**Problem requirements**
Using the filetype-detector package metadata below, answer:
(a) Under what license is the package released?
(b) What is the minimum Python version it requires?
(c) What development status is it listed with?

**Source text**

>> BEGIN

Metadata-Version: 2.4
Name: filetype-detector
Version: 0.2.0
Summary: A flexible Python library for file type inference using multiple strategies including extension-based, magic number-based, and AI-powered detection
Author-email: devcomfort <im@devcomfort.me>
License: MIT
License-File: LICENSE
Keywords: ai-detection,file-detection,file-type,magic-numbers,mime-type
Classifier: Development Status :: 4 - Beta
Classifier: Intended Audience :: Developers
Classifier: License :: OSI Approved :: MIT License
Classifier: Programming Language :: Python :: 3
Classifier: Programming Language :: Python :: 3.8
Classifier: Programming Language :: Python :: 3.9
Classifier: Programming Language :: Python :: 3.10
Classifier: Programming Language :: Python :: 3.11
Classifier: Programming Language :: Python :: 3.12
Classifier: Topic :: Software Development :: Libraries :: Python Modules
Classifier: Topic :: Utilities
Requires-Python: >=3.8
Requires-Dist: loguru>=0.7.3
Requires-Dist: magika>=1.0.1
Requires-Dist: pytest>=8.4.2
Requires-Dist: python-magic>=0.4.27
Provides-Extra: dev
Requires-Dist: loguru>=0.7.3; extra == 'dev'
Requires-Dist: pytest>=8.4.2; extra == 'dev'
Provides-Extra: docs
Requires-Dist: mkdocs>=1.6.1; extra == 'docs'
Requires-Dist: mkdocstrings[python]>=0.24.0; extra == 'docs'
Description-Content-Type: text/markdown

# filetype-detector

A Python library for detecting file types using multiple inference strategies, including path-based extraction, magic number detection, and AI-powered content analysis.

>> END

**Raw records**
>> BEGIN

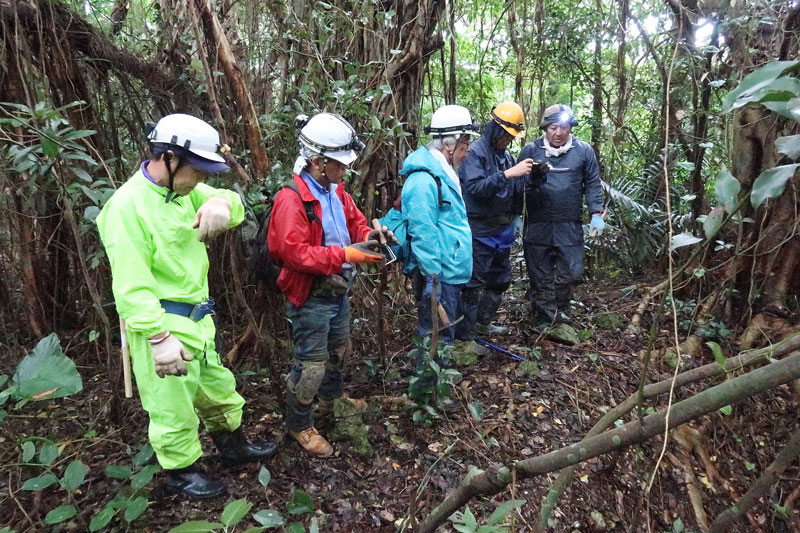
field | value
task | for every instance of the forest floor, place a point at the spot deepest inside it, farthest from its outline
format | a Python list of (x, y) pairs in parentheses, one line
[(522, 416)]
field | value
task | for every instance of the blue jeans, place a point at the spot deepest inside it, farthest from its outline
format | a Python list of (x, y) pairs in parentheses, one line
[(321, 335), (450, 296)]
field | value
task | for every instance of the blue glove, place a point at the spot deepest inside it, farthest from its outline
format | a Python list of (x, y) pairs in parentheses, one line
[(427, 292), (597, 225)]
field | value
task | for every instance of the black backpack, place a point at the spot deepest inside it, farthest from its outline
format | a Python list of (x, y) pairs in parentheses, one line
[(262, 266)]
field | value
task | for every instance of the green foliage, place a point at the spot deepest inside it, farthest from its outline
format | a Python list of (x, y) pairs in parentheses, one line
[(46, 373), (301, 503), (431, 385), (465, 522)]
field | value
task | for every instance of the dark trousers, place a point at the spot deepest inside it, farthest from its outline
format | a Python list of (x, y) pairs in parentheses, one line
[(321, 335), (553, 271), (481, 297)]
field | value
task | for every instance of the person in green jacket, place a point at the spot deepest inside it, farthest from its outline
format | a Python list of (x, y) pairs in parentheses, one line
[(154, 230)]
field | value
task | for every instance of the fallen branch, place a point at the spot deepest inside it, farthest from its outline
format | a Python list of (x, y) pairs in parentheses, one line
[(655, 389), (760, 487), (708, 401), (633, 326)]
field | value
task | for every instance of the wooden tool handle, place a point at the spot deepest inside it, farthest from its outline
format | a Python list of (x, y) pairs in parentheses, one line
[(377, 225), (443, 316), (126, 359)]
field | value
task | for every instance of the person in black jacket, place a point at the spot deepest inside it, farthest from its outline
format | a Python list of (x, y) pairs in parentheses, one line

>> END
>> BEGIN

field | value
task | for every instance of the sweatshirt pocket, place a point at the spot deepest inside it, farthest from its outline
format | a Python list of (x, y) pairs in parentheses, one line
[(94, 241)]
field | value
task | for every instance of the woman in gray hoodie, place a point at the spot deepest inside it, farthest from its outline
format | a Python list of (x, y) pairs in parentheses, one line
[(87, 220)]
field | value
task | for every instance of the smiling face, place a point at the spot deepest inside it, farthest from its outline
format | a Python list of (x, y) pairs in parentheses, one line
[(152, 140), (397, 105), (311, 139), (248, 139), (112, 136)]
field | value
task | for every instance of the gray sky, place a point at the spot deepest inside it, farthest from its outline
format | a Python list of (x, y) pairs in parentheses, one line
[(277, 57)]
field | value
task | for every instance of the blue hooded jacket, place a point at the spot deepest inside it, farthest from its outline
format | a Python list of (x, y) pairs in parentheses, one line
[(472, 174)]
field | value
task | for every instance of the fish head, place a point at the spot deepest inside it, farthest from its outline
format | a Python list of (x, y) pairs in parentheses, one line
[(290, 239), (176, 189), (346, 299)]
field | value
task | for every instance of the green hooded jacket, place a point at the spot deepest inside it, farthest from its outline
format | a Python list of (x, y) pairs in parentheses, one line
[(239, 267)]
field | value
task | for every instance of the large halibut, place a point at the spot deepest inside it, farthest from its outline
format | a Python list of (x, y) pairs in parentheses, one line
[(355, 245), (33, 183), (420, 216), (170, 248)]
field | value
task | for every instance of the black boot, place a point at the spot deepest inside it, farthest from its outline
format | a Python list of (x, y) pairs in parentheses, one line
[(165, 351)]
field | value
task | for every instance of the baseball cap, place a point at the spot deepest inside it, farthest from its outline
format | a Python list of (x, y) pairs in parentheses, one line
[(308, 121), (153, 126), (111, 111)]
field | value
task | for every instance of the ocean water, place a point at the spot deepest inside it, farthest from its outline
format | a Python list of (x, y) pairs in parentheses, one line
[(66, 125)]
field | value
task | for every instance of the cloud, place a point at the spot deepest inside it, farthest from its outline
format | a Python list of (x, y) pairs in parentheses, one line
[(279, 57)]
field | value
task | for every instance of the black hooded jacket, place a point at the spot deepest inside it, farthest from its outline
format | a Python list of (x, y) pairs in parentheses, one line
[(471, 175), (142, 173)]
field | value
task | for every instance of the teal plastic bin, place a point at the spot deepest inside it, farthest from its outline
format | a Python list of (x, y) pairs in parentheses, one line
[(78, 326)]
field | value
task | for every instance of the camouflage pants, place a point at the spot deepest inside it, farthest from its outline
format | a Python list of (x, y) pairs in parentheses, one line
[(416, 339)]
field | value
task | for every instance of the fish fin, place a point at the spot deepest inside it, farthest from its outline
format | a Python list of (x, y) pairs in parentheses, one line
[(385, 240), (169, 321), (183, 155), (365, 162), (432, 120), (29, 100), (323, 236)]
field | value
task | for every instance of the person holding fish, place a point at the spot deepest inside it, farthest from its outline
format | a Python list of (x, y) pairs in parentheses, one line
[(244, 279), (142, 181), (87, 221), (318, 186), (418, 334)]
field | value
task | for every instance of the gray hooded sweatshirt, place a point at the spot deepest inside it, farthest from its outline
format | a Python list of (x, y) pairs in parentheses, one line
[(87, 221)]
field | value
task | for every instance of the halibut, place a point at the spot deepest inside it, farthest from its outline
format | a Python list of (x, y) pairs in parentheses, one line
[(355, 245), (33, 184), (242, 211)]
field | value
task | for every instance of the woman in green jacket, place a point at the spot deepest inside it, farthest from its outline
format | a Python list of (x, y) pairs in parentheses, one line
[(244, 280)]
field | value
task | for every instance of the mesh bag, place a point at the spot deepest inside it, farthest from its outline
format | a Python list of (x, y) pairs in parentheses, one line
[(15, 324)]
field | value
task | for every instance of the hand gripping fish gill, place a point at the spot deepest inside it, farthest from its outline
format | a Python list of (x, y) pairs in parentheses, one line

>> END
>> BEGIN

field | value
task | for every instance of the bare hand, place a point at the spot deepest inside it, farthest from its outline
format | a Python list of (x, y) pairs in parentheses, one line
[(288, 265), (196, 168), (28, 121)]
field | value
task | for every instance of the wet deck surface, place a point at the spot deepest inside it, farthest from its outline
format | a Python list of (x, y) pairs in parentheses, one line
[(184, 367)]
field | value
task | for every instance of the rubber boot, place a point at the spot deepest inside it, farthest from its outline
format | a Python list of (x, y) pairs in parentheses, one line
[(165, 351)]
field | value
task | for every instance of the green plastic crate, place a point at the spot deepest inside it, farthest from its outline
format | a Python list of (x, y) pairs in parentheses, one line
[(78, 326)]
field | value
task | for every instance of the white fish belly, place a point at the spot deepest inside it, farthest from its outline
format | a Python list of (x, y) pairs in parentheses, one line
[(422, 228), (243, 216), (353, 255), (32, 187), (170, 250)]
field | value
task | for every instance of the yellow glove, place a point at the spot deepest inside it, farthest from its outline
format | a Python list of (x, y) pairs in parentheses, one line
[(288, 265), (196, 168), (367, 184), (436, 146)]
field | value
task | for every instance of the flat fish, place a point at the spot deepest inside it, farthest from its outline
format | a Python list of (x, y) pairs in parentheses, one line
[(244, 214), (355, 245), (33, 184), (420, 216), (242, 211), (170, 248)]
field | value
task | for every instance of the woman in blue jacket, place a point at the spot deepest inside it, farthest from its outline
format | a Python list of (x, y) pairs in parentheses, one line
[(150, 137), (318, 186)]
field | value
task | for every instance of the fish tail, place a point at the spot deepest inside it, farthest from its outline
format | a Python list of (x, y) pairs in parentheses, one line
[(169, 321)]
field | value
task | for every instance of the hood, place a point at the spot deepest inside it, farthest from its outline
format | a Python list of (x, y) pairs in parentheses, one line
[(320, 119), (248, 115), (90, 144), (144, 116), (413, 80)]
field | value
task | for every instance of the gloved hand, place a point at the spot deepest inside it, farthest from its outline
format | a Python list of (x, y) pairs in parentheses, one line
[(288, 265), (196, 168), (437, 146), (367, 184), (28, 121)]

>> END

**Response to the exercise**
(a) MIT
(b) Python 3.8
(c) 4 - Beta